• TRY IT:
Lines from the entries below that hold "lounge" form the answer; copy all of them.

• EXERCISE MATERIAL:
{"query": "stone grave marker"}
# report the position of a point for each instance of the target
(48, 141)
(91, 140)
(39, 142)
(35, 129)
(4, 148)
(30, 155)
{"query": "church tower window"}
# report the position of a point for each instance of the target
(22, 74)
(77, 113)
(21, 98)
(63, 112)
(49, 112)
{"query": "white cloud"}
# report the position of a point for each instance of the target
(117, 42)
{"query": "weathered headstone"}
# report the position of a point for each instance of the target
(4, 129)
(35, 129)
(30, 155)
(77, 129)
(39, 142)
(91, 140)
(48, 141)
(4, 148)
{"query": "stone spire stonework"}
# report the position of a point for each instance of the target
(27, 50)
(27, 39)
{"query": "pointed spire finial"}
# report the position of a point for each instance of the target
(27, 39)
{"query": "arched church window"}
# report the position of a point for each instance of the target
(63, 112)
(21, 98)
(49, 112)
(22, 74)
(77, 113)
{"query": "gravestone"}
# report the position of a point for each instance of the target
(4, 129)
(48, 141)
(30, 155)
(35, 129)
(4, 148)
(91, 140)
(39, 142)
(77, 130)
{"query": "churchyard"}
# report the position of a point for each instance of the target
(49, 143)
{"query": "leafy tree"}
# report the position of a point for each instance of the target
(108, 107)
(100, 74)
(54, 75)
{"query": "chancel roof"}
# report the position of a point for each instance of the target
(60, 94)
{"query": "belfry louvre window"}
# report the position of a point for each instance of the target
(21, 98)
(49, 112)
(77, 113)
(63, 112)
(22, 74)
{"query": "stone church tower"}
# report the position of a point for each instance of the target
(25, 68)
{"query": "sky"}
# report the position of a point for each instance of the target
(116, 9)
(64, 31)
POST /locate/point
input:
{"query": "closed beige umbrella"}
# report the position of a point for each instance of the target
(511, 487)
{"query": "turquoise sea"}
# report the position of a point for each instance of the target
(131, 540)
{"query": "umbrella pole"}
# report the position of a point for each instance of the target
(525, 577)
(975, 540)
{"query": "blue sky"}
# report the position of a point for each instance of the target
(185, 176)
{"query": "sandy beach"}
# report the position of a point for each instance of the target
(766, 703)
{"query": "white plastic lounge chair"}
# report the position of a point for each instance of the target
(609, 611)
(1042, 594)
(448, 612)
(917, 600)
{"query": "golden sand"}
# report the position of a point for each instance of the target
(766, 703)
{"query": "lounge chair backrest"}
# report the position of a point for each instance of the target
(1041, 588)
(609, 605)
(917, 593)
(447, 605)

• EXERCISE OUTPUT:
{"query": "white plastic lounge chair"}
{"query": "lounge chair backrest"}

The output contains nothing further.